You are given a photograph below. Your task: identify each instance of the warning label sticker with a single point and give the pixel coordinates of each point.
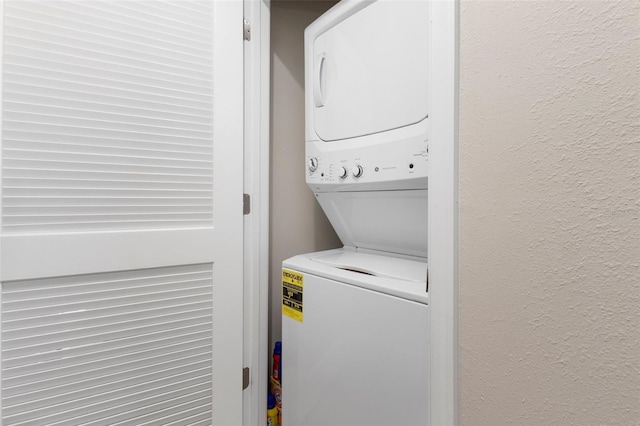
(292, 285)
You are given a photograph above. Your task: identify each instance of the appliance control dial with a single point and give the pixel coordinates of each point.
(313, 164)
(342, 174)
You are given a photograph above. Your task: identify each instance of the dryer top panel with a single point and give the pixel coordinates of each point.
(367, 68)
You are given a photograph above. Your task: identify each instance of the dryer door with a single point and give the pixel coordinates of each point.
(370, 70)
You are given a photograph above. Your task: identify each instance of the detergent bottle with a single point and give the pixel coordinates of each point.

--

• **WORK TO BE COMPLETED**: After removing each picture, print the entries above exactly as they were.

• **WRITTEN ANSWER**:
You are given a photograph below. Your task: identify each instance of the warning label sticker with a single point and give the pixel coordinates of each point.
(292, 285)
You are given a photograph above. Your task: identify each instance of the appliance control dial with a single point and give the pixel coordinates of each point.
(313, 164)
(342, 174)
You are given a photograph above. Your task: identify each instance of the dryer top panel with a single point and give the pixel coordinates of each point.
(367, 68)
You are given a photograph above. Your task: identify each instance of the dryer door with a single point and give the pixel coordinates of each point.
(370, 70)
You are given a photograph above. Your task: identify each instance of the detergent bottle with a single point and give the pixel coordinates of each point.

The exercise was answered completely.